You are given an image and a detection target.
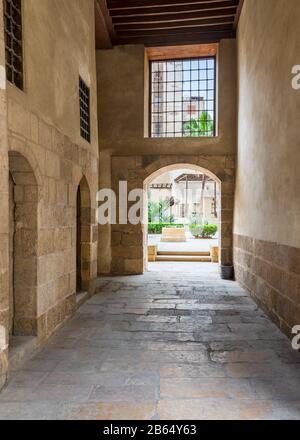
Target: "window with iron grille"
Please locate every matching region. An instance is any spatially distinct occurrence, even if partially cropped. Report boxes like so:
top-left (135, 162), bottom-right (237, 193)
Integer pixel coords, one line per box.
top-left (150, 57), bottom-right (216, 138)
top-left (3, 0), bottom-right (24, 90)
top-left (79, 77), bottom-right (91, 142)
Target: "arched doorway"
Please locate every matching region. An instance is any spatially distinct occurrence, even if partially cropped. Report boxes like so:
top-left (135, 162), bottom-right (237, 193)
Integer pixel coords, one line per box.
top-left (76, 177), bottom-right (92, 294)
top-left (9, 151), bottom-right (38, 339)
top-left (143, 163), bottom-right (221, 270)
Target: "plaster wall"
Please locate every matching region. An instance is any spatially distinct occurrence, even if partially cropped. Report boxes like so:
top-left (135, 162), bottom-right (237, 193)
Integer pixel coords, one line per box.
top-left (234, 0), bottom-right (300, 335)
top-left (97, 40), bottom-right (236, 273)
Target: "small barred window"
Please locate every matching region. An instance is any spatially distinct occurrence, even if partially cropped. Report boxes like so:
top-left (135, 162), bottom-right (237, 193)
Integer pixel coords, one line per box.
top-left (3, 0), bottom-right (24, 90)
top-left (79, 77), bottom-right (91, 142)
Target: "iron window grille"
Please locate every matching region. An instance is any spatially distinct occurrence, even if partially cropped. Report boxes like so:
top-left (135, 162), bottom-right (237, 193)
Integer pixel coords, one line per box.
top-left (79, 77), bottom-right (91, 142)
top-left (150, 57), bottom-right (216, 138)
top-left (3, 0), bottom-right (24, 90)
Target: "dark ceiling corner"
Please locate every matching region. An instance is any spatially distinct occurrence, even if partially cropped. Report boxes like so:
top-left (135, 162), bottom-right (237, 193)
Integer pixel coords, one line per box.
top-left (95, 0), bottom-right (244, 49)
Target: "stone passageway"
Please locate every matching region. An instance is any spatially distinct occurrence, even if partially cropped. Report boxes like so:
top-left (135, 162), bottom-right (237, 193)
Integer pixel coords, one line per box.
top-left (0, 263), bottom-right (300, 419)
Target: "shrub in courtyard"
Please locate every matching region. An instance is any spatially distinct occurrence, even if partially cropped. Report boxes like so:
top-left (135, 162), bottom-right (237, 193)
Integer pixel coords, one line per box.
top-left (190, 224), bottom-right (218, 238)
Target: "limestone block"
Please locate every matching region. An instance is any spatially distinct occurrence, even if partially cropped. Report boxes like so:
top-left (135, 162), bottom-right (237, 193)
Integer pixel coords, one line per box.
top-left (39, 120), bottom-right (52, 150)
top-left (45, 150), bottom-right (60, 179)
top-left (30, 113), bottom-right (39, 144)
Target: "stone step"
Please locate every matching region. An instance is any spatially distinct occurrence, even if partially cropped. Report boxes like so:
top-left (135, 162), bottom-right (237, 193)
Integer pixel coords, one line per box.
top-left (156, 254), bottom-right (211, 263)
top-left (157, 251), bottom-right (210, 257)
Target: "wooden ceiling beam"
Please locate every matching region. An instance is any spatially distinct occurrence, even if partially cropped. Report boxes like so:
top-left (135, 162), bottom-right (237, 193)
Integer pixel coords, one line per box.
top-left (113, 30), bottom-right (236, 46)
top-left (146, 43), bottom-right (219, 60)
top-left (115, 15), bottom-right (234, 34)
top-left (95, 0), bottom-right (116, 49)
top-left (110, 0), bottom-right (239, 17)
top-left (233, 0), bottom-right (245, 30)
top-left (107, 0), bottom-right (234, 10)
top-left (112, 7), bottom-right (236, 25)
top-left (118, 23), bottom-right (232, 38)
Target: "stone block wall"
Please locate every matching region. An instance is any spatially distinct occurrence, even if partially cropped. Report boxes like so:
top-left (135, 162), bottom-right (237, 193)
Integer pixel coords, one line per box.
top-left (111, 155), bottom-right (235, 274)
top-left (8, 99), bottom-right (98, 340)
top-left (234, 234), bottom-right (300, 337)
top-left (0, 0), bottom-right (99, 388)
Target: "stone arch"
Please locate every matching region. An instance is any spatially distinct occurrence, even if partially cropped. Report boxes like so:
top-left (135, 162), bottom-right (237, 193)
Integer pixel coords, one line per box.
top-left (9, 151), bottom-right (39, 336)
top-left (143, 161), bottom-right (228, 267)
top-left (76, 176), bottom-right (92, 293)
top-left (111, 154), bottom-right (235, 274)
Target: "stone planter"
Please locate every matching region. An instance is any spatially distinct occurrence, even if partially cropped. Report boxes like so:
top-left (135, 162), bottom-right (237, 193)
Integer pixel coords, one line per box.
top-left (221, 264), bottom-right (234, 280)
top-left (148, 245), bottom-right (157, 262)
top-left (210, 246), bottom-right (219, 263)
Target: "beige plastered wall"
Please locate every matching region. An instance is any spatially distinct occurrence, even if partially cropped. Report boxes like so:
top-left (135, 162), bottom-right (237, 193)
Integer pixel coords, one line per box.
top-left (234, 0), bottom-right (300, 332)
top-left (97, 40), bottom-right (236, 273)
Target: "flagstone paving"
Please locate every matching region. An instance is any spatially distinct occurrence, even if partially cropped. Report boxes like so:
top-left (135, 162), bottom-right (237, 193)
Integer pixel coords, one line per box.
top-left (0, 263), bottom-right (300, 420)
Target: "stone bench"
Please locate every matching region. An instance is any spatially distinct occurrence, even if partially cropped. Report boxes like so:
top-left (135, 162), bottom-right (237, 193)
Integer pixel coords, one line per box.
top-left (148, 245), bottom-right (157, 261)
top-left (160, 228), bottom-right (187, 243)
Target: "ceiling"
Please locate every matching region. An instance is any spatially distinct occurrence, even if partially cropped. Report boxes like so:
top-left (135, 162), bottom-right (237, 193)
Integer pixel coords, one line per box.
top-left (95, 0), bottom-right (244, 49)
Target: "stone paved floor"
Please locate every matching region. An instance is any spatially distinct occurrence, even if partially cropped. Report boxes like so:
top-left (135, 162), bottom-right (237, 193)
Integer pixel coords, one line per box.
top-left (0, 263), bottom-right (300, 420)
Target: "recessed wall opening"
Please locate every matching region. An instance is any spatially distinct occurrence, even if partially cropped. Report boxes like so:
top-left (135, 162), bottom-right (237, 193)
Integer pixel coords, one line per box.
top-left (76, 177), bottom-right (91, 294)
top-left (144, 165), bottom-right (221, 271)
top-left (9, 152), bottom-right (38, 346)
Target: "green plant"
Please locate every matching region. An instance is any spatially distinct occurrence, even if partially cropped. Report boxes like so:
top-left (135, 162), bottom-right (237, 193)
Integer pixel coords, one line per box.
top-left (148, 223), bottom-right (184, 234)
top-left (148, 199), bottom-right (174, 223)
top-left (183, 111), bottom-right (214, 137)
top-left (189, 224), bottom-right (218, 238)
+---+
• Required task
Show every line of the data above that contains the word "block".

• Output for this task
Target: "limestone block"
Target: "stone block wall"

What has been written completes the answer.